I took a leave from teaching that fall and I decided to focus my energy and attention on making my home, my daughter and my pets comfortable and safe. I was anxious and scared out of my mind about running our household by myself and being a single parent. During these months of mourning and figuring out a new life for myself, I realized it was comforting and satisfying for me, and my little brood, to do various redecorating, remodeling and updating projects around my house.  One of the first phone calls I made was to a contractor I hired to rebuild my deck and to remodel my master bathroom and bedroom based on my designs.  Many of you have seen the photos on social media of my gorgeous new deck and the love affair that has developed between the contractor and my golden retriever, Phoebe.

The contractor and I realized that we worked very well together so I jumped into designing other spaces he was working on and even helping with demo, painting and other tasks I could manage.  I soon began working for him as an intern and as his protégé and I’ve since helped with, among other projects, two kitchen remodels, two bathroom remodels and a whole house window replacement.  The biggest challenge for me that I still face is doing physical work with another person who has more strength, agility and experience with adeptly using tools.  But my determination and the hands-on experience of learning to use tools, equipment, and picking up new skills has been exhilarating, fun, exciting and humbling. Some days even a little humiliating. Not only have I acquired my own set of high-quality tools, but I’ve put to good use many of the ones that Alan left behind in his workshop.  I think he would be pleased, and proud of me. 

The most exciting part of this story is that my contractor, Ken, has now become my business partner, teacher, friend and mentor and together we have formed a real estate development company, K&M Villa-State, LLC.  Yes, “Villa.”  I couldn’t possibly cleanse myself of my Latin and Ancient Greek studies entirely.  A Roman villa was a farmhouse or a country house which provided the best domestic comforts and luxuries of the republic and empire.  Fully plumbed baths, radiant central heating and mosaic floors were common features of these homes. Catullus’s description of his villa especially comes to mind—a place which, for him, personified comfort, luxury and domestic happiness.  This is how we want individuals and families to feel when they walk into one of our villas.

Ken and I working on building a pergola,

Out of all the things we have achieved so far, I am the most proud of the fact that Ken and I have both worked hard to be a true partnership through excellent communication, mutual respect and encouraging one other’s strengths and having patience with one other’s weaknesses.  Our vision for the business is building single family homes, duplexes and apartments that provide value and comfort to individuals and families in Northeastern Connecticut where, according to statistics in these rural towns, very few new or affordable homes are being constructed.  One unique business strategy that my partner and I have is that we will be doing 99% of the work on these homes ourselves instead of contracting out various parts of the build.  We are especially excited about using ICF (Insulated Concrete Forms) construction on our projects, a product and technique that is both innovative and green.  ICF construction homes are built with polystyrene blocks that are put together like Legos and are separated by plastic webbing.  Concrete is then poured into the webbing between the blocks to form a concrete wall.  This eliminates wood construction and the need for fiberglass insulation and the result is a home that is durable, energy efficient and requires a lot less upkeep.  ICF construction combined with energy efficient propane boilers in all of our homes will lessen the economic burden of excessive heating and electric bills that so many have recently faced.  In addition, bidet toilets will be installed in all of our homes which is not only green, but also saves anyone from suffering through another toilet paper shortage.

§ STORED DATA:
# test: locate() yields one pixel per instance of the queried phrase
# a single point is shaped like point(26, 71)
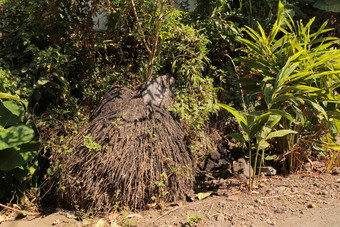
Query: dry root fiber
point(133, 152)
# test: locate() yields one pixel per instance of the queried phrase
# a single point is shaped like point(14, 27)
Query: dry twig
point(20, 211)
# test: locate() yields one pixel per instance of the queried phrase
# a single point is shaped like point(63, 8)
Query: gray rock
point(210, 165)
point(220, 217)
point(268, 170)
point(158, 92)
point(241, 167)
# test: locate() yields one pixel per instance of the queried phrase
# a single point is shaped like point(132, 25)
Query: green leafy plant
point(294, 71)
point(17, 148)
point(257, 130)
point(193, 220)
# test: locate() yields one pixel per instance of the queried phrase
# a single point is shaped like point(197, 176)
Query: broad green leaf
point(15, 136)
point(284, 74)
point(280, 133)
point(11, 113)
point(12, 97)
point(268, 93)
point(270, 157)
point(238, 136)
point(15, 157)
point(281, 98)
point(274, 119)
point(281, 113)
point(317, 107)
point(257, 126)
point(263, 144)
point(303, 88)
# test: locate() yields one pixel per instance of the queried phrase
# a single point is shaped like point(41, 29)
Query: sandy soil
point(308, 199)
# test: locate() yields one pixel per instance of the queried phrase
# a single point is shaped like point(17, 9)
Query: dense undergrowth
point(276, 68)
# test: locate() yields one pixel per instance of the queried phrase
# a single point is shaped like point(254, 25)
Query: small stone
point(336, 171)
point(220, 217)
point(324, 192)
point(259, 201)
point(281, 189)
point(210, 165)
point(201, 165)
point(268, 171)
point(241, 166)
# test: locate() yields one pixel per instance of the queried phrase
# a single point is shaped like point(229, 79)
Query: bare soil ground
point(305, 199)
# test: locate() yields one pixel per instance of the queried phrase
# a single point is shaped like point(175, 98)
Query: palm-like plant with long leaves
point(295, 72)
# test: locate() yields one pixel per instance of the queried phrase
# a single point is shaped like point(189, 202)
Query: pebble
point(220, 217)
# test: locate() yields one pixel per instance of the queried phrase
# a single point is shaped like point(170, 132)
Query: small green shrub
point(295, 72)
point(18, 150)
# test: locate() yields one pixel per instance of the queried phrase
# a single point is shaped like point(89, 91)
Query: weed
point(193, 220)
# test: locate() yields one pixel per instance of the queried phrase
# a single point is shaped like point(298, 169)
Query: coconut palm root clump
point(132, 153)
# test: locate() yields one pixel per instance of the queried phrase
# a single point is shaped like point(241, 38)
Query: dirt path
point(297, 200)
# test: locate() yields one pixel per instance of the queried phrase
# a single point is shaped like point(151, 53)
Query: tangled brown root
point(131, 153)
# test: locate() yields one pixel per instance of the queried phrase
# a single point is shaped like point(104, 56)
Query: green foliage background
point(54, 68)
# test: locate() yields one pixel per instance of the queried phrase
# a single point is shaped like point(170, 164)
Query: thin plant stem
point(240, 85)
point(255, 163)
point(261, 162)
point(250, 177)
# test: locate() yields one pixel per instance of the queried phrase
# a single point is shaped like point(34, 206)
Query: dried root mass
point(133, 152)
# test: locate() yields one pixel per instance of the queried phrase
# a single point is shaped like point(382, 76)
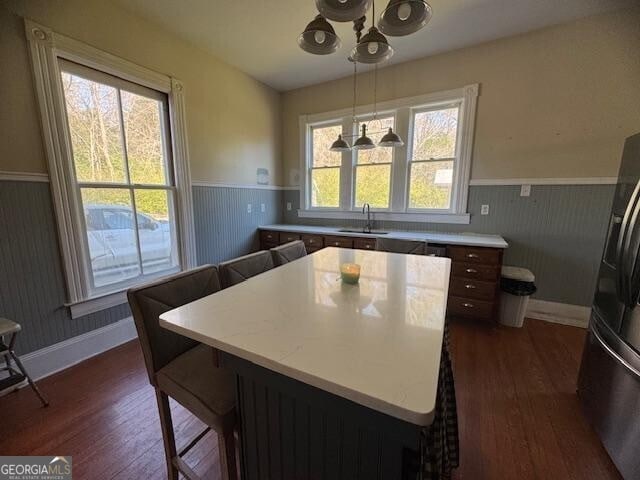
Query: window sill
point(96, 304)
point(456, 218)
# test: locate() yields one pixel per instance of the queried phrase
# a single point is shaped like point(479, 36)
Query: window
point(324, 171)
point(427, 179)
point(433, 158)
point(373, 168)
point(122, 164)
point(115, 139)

--

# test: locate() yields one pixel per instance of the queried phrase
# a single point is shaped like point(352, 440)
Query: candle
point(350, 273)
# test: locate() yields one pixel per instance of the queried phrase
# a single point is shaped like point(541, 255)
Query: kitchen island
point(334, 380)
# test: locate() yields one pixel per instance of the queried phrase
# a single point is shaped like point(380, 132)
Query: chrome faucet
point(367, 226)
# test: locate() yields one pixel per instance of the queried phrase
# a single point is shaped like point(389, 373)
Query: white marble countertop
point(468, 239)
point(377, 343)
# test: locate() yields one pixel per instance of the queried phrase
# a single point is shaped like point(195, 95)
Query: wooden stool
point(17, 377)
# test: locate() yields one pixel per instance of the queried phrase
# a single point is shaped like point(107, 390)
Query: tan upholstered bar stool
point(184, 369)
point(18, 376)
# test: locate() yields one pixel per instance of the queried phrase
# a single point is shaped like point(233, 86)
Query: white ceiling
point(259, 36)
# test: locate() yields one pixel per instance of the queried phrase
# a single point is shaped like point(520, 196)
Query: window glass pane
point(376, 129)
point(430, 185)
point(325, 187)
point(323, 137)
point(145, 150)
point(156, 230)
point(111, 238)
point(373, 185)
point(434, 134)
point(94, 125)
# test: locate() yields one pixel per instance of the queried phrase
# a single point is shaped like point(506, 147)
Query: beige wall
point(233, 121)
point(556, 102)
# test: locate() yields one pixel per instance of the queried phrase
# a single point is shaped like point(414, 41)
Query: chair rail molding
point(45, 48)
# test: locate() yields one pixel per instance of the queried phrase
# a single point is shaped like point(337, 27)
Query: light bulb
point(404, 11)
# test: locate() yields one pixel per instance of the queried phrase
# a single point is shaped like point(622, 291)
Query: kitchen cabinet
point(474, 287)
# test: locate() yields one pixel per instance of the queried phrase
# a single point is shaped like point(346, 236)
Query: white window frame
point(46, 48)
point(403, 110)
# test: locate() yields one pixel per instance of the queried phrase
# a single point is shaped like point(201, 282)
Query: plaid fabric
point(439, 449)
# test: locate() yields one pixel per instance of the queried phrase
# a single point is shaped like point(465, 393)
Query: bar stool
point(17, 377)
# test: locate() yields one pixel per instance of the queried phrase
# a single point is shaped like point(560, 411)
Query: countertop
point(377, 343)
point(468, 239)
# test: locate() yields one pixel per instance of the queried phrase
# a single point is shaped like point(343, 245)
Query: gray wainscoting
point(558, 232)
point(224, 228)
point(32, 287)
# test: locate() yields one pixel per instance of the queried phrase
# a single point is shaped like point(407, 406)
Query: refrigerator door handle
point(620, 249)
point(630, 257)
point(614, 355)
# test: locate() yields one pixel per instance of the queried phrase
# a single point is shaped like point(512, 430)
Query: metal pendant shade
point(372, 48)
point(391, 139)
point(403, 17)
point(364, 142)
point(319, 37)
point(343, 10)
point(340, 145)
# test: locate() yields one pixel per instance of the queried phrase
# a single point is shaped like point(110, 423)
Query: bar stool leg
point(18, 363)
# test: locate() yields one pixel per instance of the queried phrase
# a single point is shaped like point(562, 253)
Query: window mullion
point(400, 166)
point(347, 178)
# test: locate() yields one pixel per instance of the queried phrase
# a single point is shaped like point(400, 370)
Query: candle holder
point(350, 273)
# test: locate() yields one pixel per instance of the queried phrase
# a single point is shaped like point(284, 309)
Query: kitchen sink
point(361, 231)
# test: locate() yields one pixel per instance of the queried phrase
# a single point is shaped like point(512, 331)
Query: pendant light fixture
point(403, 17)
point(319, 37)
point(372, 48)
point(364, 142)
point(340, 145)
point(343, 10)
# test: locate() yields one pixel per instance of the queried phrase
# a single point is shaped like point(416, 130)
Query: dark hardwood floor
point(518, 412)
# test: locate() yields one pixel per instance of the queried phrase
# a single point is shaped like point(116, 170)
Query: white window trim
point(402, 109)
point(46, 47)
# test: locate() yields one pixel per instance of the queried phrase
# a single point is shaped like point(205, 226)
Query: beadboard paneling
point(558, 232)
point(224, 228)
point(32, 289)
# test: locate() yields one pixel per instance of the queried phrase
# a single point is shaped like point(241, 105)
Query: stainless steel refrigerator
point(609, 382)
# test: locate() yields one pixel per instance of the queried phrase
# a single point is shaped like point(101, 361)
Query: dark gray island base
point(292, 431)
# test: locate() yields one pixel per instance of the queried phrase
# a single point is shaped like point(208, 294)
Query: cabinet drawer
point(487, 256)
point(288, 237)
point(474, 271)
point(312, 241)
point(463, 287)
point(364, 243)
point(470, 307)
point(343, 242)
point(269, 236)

* * *

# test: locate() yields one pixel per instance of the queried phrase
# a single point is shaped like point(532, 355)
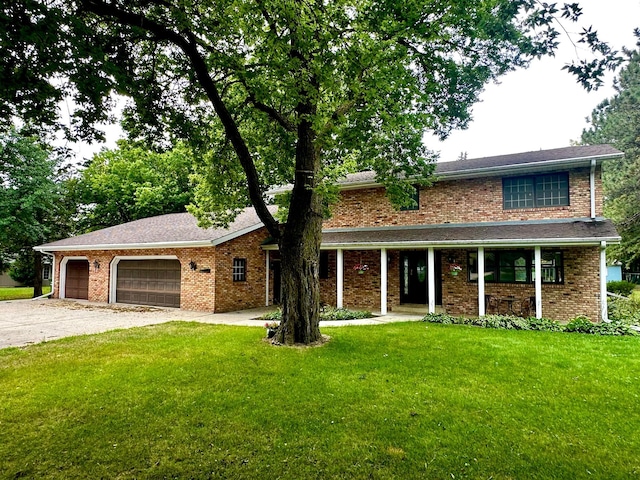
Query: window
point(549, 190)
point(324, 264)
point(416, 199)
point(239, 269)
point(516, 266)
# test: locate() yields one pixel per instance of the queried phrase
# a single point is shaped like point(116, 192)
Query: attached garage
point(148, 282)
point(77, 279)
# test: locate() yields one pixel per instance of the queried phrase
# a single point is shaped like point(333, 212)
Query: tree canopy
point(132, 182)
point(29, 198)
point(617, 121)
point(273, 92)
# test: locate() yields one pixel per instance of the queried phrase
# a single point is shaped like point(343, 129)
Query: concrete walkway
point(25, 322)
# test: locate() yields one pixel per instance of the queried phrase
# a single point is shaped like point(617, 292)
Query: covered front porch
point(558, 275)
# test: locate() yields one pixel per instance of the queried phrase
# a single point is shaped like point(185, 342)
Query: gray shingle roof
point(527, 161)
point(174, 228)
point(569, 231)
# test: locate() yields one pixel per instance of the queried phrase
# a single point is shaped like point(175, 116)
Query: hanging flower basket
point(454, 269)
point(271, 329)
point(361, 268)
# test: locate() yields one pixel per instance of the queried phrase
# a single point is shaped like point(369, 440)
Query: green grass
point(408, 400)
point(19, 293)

§ ACTIVITY LIST:
[1] Reproduce the passage of the text about starting a real estate development company from "The most exciting" up to and including "of our villas.".
[2] Carry on the text about starting a real estate development company from the point where it stops.

§ TASK-BY-TASK RESULTS:
[1]
The most exciting part of this story is that my contractor, Ken, has now become my business partner, teacher, friend and mentor and together we have formed a real estate development company, K&M Villa-State, LLC.  Yes, “Villa.”  I couldn’t possibly cleanse myself of my Latin and Ancient Greek studies entirely.  A Roman villa was a farmhouse or a country house which provided the best domestic comforts and luxuries of the republic and empire.  Fully plumbed baths, radiant central heating and mosaic floors were common features of these homes. Catullus’s description of his villa especially comes to mind—a place which, for him, personified comfort, luxury and domestic happiness.  This is how we want individuals and families to feel when they walk into one of our villas.

[2]
Quantum and Phoebe: Our mascots and brand ambassadors.

My biggest challenge has been working on my strength, agility and knowledge of different tools.  In my previous career the focus was solely on the intellect so now instead of collecting classics books I’m slowly trying to acquire most of my own tools. And the plot of raw land we purchased feels like a fitting metaphor for my own life—there are so many possibilities for us to create beautiful things through our vision, enthusiasm and effort.  A lot of effort. 

Just as I never would have ever thought that my teaching career would end so abruptly, I also never thought I would ever own a business of any kind let alone one in real estate development.  I’m eternally grateful for the opportunities I’ve been given in a profession that is largely male and the encouragement I have received to begin this new life, this new career. What motivates me most is the example I am setting for my daughter that success can be achieved even in the face of an awful tragedy.  My partner Ken likes to tease me that my excitement comes from the three cups of coffee I usually have during our morning meetings.  But the truth is that my enthusiasm stems from the prospect of providing others with the pride and sense of security that comes with owning a home that has value and comfort.

I’ll still be reading and writing and blogging, but with a new perspective.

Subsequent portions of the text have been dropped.